**What to do:** Exactly as given, output all the records that follow.

-- Opening Marker --

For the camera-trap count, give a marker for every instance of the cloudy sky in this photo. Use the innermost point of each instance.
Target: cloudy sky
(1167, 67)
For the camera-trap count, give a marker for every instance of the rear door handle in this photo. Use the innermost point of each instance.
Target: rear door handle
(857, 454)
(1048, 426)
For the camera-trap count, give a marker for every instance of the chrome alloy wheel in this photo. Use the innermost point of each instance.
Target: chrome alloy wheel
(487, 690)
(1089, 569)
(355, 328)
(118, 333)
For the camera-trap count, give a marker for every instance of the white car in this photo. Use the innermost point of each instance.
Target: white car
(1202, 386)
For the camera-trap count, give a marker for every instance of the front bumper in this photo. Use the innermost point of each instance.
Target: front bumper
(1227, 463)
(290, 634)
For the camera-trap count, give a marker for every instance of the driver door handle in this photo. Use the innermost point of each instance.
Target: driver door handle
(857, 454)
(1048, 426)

-- Closing Marker --

**Output of the task:**
For the camera-trap count, give a marker for every instance of the cloudy sky in this photo. Use the innermost point of each instance.
Target: cloudy sky
(1167, 67)
For the camera-trap count, give a marker for every instance of the rear door handle in this photo. Use the innermost point of each instance.
Target: rear door handle
(857, 454)
(1048, 426)
For the camera-trap count, give a marker for every instance of the chrome alloy wheel in this photo. Use the innermost point of each instance.
Target: chrome alloy wheel
(487, 690)
(1089, 569)
(355, 328)
(118, 333)
For the camera-trap count, give a marker for every instance of the white car in this photo. Use the innermost point of each instance.
Target: white car
(1202, 386)
For the camera-trap count, give a marker for every instance of the front bumper in this photo. Use the innermost point of each instance.
Target: front bumper
(1227, 463)
(290, 634)
For the camera-trap count, give a marker for every instance of the driver door handle in this photo. Use the innermost point of each instance.
Target: driver door handle
(857, 454)
(1048, 426)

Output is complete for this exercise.